◆ **Description of the task**
Can you edit the part of the rows that opens with the line containing "the silver tube cap" and closes at the end of the rows, replacing "thickest part" with "widest part" and leaving all else unchanged?

Dataset excerpts on object pointing:
** Start **

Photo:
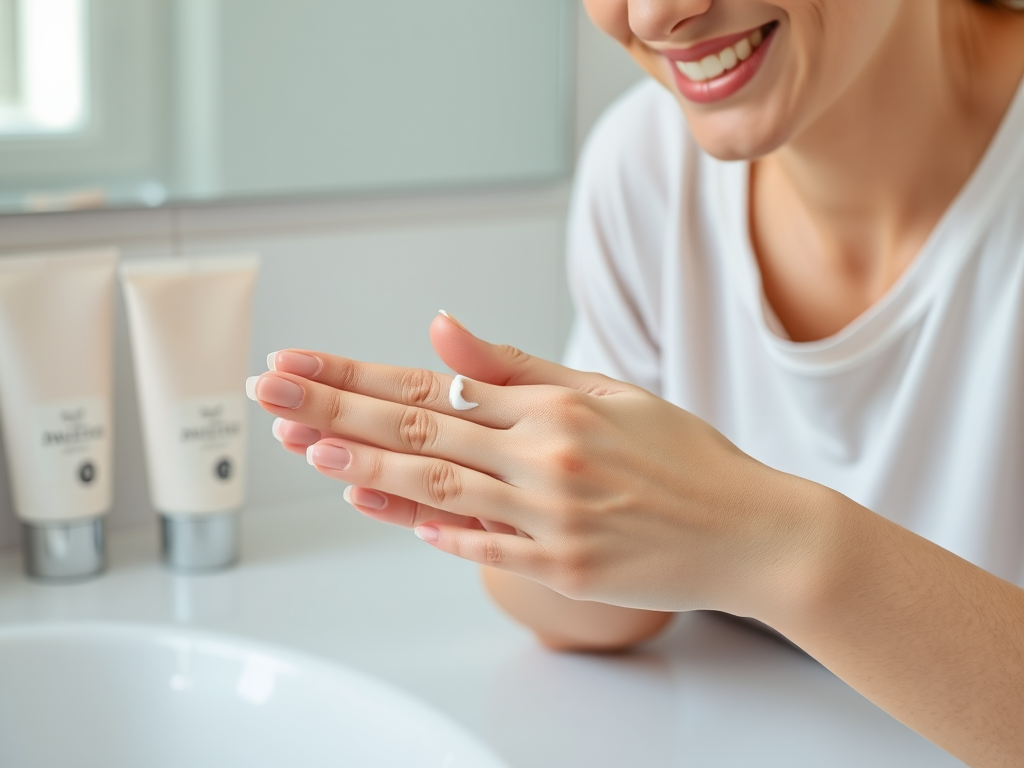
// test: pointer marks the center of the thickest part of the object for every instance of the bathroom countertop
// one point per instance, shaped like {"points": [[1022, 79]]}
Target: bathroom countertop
{"points": [[317, 578]]}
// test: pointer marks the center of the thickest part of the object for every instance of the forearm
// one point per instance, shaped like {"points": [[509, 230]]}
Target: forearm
{"points": [[932, 639], [563, 624]]}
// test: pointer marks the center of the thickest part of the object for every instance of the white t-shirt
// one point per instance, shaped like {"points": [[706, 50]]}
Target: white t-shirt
{"points": [[915, 410]]}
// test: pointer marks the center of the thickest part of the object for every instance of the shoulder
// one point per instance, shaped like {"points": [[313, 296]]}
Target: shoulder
{"points": [[638, 141]]}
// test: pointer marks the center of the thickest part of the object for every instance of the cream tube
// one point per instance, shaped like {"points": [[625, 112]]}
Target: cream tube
{"points": [[55, 404], [188, 322]]}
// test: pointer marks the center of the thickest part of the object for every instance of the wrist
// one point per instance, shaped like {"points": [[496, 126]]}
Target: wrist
{"points": [[802, 534]]}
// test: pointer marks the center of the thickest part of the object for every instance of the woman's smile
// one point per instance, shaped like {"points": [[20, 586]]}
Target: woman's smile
{"points": [[716, 69]]}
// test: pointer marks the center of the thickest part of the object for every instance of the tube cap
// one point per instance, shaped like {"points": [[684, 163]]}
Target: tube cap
{"points": [[65, 551], [197, 543]]}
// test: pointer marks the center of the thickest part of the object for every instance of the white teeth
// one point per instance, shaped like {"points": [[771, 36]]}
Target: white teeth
{"points": [[725, 59], [712, 66], [691, 70]]}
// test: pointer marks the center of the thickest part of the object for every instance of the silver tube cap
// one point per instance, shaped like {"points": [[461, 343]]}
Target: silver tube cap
{"points": [[198, 543], [65, 551]]}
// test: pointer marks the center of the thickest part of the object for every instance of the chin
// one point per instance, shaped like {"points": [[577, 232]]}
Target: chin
{"points": [[737, 134]]}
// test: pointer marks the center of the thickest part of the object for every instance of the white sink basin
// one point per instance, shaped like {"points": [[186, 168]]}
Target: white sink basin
{"points": [[110, 695]]}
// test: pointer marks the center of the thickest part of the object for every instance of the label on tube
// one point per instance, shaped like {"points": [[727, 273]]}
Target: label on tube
{"points": [[204, 465], [73, 455]]}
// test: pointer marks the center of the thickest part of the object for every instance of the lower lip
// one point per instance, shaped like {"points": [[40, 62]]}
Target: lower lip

** End **

◆ **Exercise output**
// test: pointer marks the center of the widest part of the object for every instance of the silver tube cap
// one point per instance, shaped like {"points": [[461, 343]]}
Target: silver tube cap
{"points": [[198, 543], [65, 551]]}
// test: pointer marks the center of the widest part of the object for every instance of the chin
// one point per instance, shaped like {"points": [[577, 232]]}
Target: chin
{"points": [[737, 134]]}
// test: pointer marks the center of the widest part of the object for every instance of the white sink basin
// one point per instance, shaped like {"points": [[186, 168]]}
Target: white sink basin
{"points": [[110, 695]]}
// test: pointer marks the center of the widest part of the object for every instance of the label on tube
// one point per instance, shaped like {"points": [[727, 273]]}
Target: label on tube
{"points": [[204, 465], [73, 455]]}
// test: pointer marks the center of the widest part of the object for every instance of the lower lip
// one point per instance, shaped like {"points": [[40, 62]]}
Target: lower lip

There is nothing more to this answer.